» EXTRACT:

____

Is there a way to rapport an arcmin to a measurement that would be more easily understandable? Not necessarily as a multiple of grains of rice.

discuss

order

jcims|3 years ago

Your thumb at arms length is ~2 degrees or ~120 arcminutes wide. The fingernail on your index finger at arm's length is ~1 degree or 60 arcminutes wide.

The moon is about half a degree or 30 arcminutes wide. This doesn't make sense but give it a try tonight if the moon is out.

FWIW many of the galaxies and nebula you see in astrophotography are actually bigger in the night sky than one might guess. Andromeda for example is about 6 times wider than the moon at ~3 degrees across - https://slate.com/technology/2014/01/moon-and-andromeda-rela...

BurningFrog|3 years ago

I propose we use Moon Diameters (MD) as the official HN unit for sky distance.

sbierwagen|3 years ago

A minute of arc is one sixtieth of a degree. (A "minute", get it?)

____

» AVAILABLE DATA:
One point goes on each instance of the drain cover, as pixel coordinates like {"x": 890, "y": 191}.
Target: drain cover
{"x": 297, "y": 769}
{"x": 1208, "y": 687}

____

» YOUR TASKS:
**a.** According to the arcminute discussion, about how many arcminutes wide is a thumb held at arm's length?
**b.** Carry on the arcminute discussion after its final line.

» ANSWERS TO THE EXERCISE:
**a.** About 120 arcminutes (roughly 2 degrees).

**b.**
The moon is between 29.4 and 33.5 arcminutes wide, depending on where it is in its orbit. So about a tenth of the width of the moon.

leeoniya|3 years ago

> So about a tenth of the width of the moon.

this is so much more digestible than "grain of sand at arm's length", and those two metrics dont feel at all equivalent -- the moon is not ten grains of sand at arm's length wide, right?

zola|3 years ago

I always translate it in my mind to full moons. 30 arcmin == diameter of full moon as seen from earth.

yvoschaap|3 years ago

7.3 arcminutes = 16 light-years

mwint|3 years ago

Wait, but it’s a ~cone, right? So it must be 16ly across at some specific distance from us?